Do this: Please rewrite the data starting at the line that contains "Could you point to the dining" and ending at the last line of the data, shifting the coordinates by adding 6 to each of their numbers. Keep every other line in that stretch unchanged and leave out everything before it.

::: Data for this exercise

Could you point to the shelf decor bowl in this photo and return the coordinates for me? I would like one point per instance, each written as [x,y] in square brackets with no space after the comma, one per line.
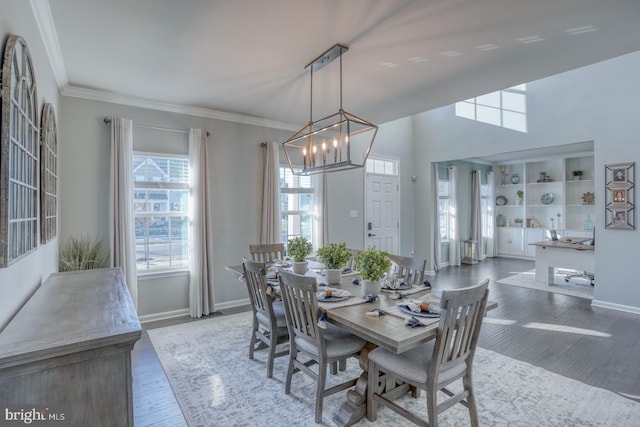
[547,198]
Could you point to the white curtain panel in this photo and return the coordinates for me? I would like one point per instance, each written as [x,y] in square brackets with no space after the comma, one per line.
[454,228]
[270,226]
[437,250]
[489,225]
[476,211]
[201,298]
[321,215]
[122,243]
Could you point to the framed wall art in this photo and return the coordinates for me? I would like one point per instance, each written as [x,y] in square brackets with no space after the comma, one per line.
[620,196]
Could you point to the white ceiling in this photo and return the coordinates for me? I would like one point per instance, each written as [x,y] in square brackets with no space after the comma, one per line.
[247,57]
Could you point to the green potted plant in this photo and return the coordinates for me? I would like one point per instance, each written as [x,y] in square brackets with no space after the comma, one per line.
[373,264]
[334,256]
[299,248]
[82,253]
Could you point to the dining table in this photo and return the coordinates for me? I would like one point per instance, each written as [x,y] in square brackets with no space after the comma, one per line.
[383,322]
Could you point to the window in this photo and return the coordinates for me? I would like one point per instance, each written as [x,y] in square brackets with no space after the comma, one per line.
[161,199]
[443,209]
[506,108]
[382,167]
[296,205]
[20,146]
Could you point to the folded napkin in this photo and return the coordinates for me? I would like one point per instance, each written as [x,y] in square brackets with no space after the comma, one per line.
[414,305]
[322,294]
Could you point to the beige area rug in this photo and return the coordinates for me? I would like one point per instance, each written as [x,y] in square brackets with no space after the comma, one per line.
[216,384]
[577,287]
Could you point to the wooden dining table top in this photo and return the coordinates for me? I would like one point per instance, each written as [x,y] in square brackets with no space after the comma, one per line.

::::::

Response below:
Could you point to the dining table in this photo and return the coordinates for me? I would like one point per instance, each written as [x,y] in square brackets with no space after the comma, one per line.
[389,328]
Could you point to the window in this photo and return the coordinates for me? I would like one point per instance, each written as [x,y] in square brackets with no space after the comma, one per line.
[167,205]
[449,215]
[512,114]
[388,173]
[302,211]
[26,152]
Could you point to the folded napkin in this photo and return the coordinates for me? I would like one point per instance, each written as [x,y] in square brackets with no space after the comma, one per line.
[420,311]
[328,300]
Could you point to the beige area rug in this photo and return the coordinates for me? I would like one point per instance, each written as [x,y] in square brackets with no space after the comma, one per line.
[222,390]
[583,293]
Could you point to the wooden dining table top in this photo and return the coordinates for me? I would like one point per instance, each written as [x,y] in square brackets with no space after the comma, one per line.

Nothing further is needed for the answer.